WORK INSTRUCTION: Every record here should be printed again exactly.

====== GIVEN DATA ======

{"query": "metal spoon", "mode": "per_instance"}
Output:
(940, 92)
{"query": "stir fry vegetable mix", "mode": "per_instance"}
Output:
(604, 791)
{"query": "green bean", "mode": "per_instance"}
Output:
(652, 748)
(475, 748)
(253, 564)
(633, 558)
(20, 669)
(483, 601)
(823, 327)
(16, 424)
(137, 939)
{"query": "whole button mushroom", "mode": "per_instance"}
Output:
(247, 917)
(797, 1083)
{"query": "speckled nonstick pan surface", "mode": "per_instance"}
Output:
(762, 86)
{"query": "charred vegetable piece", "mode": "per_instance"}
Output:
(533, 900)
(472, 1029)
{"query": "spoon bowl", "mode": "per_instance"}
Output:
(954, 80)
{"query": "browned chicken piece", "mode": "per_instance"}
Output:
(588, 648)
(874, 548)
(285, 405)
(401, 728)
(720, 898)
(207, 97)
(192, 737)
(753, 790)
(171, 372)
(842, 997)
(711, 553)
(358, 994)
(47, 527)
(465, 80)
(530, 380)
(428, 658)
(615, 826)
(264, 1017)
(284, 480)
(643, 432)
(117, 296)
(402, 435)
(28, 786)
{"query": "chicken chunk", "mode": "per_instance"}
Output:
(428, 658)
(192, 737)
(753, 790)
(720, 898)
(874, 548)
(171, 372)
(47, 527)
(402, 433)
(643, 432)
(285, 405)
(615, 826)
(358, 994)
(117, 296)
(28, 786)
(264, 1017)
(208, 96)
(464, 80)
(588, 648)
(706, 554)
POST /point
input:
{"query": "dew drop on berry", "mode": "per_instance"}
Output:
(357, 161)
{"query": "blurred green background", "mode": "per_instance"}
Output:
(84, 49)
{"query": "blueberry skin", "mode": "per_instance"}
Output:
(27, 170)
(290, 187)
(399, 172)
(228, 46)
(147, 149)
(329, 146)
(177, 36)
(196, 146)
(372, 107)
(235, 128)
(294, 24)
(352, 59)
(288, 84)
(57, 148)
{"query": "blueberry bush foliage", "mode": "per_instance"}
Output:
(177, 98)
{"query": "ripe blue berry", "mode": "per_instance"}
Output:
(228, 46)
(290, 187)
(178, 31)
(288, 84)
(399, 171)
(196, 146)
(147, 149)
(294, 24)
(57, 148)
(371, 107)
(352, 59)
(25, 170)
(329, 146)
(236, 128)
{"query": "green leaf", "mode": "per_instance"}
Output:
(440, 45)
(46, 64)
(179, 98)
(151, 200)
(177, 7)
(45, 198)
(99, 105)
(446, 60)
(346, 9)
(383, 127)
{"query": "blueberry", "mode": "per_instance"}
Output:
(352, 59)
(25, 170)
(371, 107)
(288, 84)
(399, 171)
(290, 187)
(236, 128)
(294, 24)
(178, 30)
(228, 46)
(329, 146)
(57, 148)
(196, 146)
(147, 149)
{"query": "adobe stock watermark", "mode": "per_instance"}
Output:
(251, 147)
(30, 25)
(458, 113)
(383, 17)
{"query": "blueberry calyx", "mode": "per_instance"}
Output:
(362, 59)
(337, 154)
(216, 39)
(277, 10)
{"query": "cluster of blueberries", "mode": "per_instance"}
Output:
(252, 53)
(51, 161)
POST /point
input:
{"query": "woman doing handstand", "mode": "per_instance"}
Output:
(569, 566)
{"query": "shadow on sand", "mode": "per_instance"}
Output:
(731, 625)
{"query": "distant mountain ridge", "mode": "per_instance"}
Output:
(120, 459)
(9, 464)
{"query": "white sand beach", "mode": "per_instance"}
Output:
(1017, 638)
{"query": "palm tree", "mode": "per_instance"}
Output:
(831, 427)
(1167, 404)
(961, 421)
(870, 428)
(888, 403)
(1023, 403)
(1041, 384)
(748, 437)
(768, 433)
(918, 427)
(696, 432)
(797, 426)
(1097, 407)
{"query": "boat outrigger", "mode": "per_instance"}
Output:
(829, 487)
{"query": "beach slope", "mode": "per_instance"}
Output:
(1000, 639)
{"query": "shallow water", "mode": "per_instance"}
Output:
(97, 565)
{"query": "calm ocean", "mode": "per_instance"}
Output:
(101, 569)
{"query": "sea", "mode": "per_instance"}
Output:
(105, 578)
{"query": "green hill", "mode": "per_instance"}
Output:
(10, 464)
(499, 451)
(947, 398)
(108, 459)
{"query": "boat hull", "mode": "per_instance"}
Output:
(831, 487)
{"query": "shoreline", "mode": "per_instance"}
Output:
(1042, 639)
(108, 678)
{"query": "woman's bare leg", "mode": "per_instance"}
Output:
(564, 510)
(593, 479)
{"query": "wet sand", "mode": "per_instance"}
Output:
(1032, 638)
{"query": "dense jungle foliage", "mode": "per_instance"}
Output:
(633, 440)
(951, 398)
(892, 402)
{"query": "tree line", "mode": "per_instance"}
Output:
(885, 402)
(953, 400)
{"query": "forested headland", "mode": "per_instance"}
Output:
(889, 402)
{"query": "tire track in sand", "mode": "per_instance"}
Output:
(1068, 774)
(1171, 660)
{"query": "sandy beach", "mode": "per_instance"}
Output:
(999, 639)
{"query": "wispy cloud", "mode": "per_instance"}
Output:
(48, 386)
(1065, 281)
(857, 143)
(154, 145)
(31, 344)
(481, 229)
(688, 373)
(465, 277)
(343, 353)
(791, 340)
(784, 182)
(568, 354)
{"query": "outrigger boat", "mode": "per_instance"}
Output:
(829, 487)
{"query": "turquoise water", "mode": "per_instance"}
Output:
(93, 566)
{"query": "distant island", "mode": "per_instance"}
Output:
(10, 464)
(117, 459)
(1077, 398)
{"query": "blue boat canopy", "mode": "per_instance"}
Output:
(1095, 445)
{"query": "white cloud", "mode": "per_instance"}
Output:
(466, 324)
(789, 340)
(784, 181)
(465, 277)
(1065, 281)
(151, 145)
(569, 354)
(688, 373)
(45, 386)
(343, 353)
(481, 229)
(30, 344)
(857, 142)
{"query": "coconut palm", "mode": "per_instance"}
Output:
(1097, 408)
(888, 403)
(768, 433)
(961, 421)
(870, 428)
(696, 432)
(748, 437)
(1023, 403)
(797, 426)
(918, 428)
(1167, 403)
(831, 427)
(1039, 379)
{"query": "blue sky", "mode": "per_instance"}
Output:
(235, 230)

======

WRITTEN ANSWER:
{"query": "metal spoon", "mode": "per_instance"}
Output:
(940, 92)
{"query": "stir fry vegetable mix", "mode": "per_instance"}
Output:
(604, 791)
{"query": "green bean", "mode": "per_instance"}
Output:
(652, 748)
(475, 748)
(253, 564)
(633, 558)
(20, 669)
(483, 601)
(823, 327)
(16, 424)
(137, 939)
{"query": "whole button mushroom", "mode": "per_instance"}
Output:
(247, 917)
(797, 1083)
{"query": "speckled nonstick pan surface", "mode": "per_instance"}
Output:
(762, 86)
{"query": "charred vegetable piece", "mode": "per_instance"}
Output:
(533, 900)
(472, 1029)
{"query": "spoon bowl", "mode": "per_instance"}
Output:
(954, 80)
{"query": "browned chicken piece", "mode": "per_instance"}
Output:
(588, 648)
(874, 548)
(285, 405)
(401, 728)
(720, 898)
(207, 97)
(192, 737)
(753, 790)
(171, 372)
(842, 997)
(711, 553)
(358, 994)
(47, 527)
(465, 80)
(530, 380)
(428, 658)
(615, 826)
(264, 1017)
(284, 480)
(643, 432)
(117, 296)
(402, 435)
(28, 786)
{"query": "chicken chunk", "mode": "per_instance"}
Output:
(428, 658)
(192, 737)
(753, 790)
(720, 898)
(874, 548)
(171, 372)
(47, 527)
(402, 433)
(643, 432)
(285, 405)
(615, 826)
(358, 994)
(117, 296)
(28, 786)
(264, 1017)
(208, 96)
(464, 80)
(588, 648)
(706, 554)
POST /point
input:
{"query": "dew drop on berry", "mode": "per_instance"}
Output:
(357, 161)
{"query": "blurred green background", "mode": "per_instance"}
Output:
(84, 49)
{"query": "blueberry skin", "mode": "per_instance"}
Output:
(27, 170)
(290, 187)
(399, 172)
(228, 46)
(147, 149)
(329, 146)
(177, 36)
(196, 146)
(372, 107)
(235, 128)
(294, 24)
(352, 59)
(288, 84)
(57, 148)
{"query": "blueberry bush foliage", "mode": "per_instance"}
Output:
(177, 98)
{"query": "ripe blue berry", "mode": "per_instance"}
Output:
(228, 46)
(290, 187)
(178, 31)
(288, 84)
(399, 171)
(196, 146)
(147, 149)
(294, 24)
(57, 148)
(371, 107)
(352, 59)
(25, 170)
(329, 146)
(236, 128)
{"query": "green leaf", "mode": "per_instance"}
Output:
(440, 45)
(46, 64)
(179, 98)
(151, 200)
(177, 7)
(45, 198)
(99, 105)
(446, 60)
(346, 9)
(383, 127)
{"query": "blueberry", "mode": "per_instance"}
Output:
(352, 59)
(25, 170)
(371, 107)
(288, 84)
(399, 171)
(290, 187)
(236, 128)
(294, 24)
(178, 30)
(228, 46)
(329, 146)
(57, 148)
(196, 146)
(147, 149)
{"query": "adobe stock watermark", "mode": "per_instance"}
Output:
(251, 147)
(30, 25)
(458, 113)
(383, 17)
{"query": "blueberry calyx", "mode": "per_instance"}
Output:
(362, 59)
(337, 154)
(216, 39)
(277, 10)
{"query": "cluster of blueberries", "mode": "per_instance"}
Output:
(252, 53)
(51, 161)
POST /point
input:
{"query": "woman doing handstand", "mode": "per_instance"}
Output:
(569, 566)
{"query": "shadow on sand", "mode": "per_instance"}
Output:
(731, 625)
{"query": "distant mountain ridge", "mode": "per_instance"}
Output:
(120, 459)
(9, 464)
{"query": "white sand beach", "mode": "per_instance"}
Output:
(1017, 638)
{"query": "palm tree", "mode": "per_instance"}
Output:
(831, 427)
(1167, 404)
(961, 421)
(870, 428)
(888, 403)
(1023, 403)
(1041, 384)
(748, 437)
(768, 433)
(918, 427)
(696, 432)
(797, 426)
(1097, 407)
{"query": "boat outrigger", "mode": "per_instance"}
Output:
(829, 487)
{"query": "beach slope", "mode": "per_instance"}
Output:
(1000, 639)
{"query": "shallow water", "mode": "per_instance"}
Output:
(97, 565)
{"query": "calm ocean", "mode": "per_instance"}
Output:
(101, 569)
{"query": "sea", "mode": "per_instance"}
Output:
(105, 578)
{"query": "green hill", "mode": "per_instance"}
Output:
(10, 464)
(499, 451)
(947, 398)
(108, 459)
{"query": "boat hull", "mode": "per_instance"}
Output:
(831, 487)
{"query": "shoreline", "mode": "per_instance"}
Output:
(1042, 639)
(108, 678)
{"query": "woman's bare leg", "mode": "per_instance"}
Output:
(564, 510)
(593, 479)
{"query": "wet sand", "mode": "per_instance"}
Output:
(1032, 638)
{"query": "dense jungle foliage", "mode": "per_instance"}
Output:
(633, 440)
(951, 398)
(892, 402)
{"query": "tree line", "mode": "per_instance"}
Output:
(885, 402)
(953, 400)
{"query": "forested headland", "mode": "per_instance"}
Output:
(889, 402)
{"query": "tire track in sand", "mode": "per_instance"}
Output:
(1068, 774)
(1171, 660)
{"query": "sandy beach", "mode": "per_instance"}
Output:
(999, 639)
{"query": "wispy cloud", "mode": "per_instance"}
Output:
(48, 386)
(1065, 281)
(857, 143)
(154, 145)
(31, 344)
(481, 229)
(688, 373)
(465, 277)
(343, 353)
(791, 340)
(784, 182)
(568, 354)
{"query": "outrigger boat", "mode": "per_instance"}
Output:
(829, 487)
{"query": "turquoise water", "mode": "per_instance"}
Output:
(93, 566)
{"query": "distant island", "mode": "per_instance"}
Output:
(10, 464)
(117, 459)
(1077, 398)
{"query": "blue boat canopy", "mode": "per_instance"}
Output:
(1095, 445)
{"query": "white cloud", "mode": "per_instance"}
Output:
(466, 324)
(789, 340)
(784, 181)
(465, 277)
(1065, 281)
(151, 145)
(569, 354)
(688, 373)
(45, 386)
(343, 353)
(481, 229)
(30, 344)
(857, 142)
{"query": "coconut palm", "mode": "per_instance"}
Output:
(1097, 408)
(888, 403)
(768, 433)
(961, 421)
(870, 428)
(696, 432)
(748, 437)
(1023, 403)
(797, 426)
(918, 428)
(1167, 403)
(831, 427)
(1039, 379)
{"query": "blue sky", "mode": "per_instance"}
Output:
(235, 230)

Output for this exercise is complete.